• _Aim_
In the Entourage episode "Tree Trippers," where do the boys go to help Vince through a big decision?

• _Provided passage_
━━━━

- Episode no.: Season 5 Episode 5
- Directed by: Julian Farino
- Written by: Ally Musika
- Cinematography by: Rob Sweeney
- Editing by: Jeff Groth
- Original release date: October 5, 2008
- Running time: 30 minutes

Guest appearances
- Eric Roberts as Himself (special guest star); Paul Ben-Victor as Alan Gray; Brandon Quinn as Tom; Cassidy Lehrman as Sarah Gold; Katie Morgan as Herself; Shay Jordan as Herself; Cassie Young as Herself;

Episode chronology
| ← Previous "Fire Sale" | Next → "ReDOMption" |

= Tree Trippers =

"Tree Trippers" is the fifth episode of the fifth season of the American comedy-drama television series Entourage. It is the 59th overall episode of the series and was written by producer Ally Musika, and directed by Julian Farino. It originally aired on HBO on October 5, 2008.

The series chronicles the acting career of Vincent Chase, a young A-list movie star, and his childhood friends from Queens, New York City, as they attempt to further their nascent careers in Los Angeles. In the episode, the boys leave for Joshua Tree National Park to help Vince through a big decision, where they decide to use magic mushrooms.

According to Nielsen Media Research, the episode was seen by an estimated 1.53 million household viewers and gained a 0.9 ratings share among adults aged 18–49. The episode received extremely positive reviews from critics, who praised the comedic performances of the cast. For the episode, Kevin Dillon received a nomination for Outstanding Supporting Actor in a Comedy Series, while Julian Farino was nominated for Outstanding Directing for a Comedy Series at the 61st Primetime Emmy Awards.

━━━━

• _Data extract_
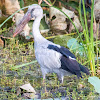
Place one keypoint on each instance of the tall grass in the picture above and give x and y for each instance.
(88, 34)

━━━━

• _Reply_
Joshua Tree National Park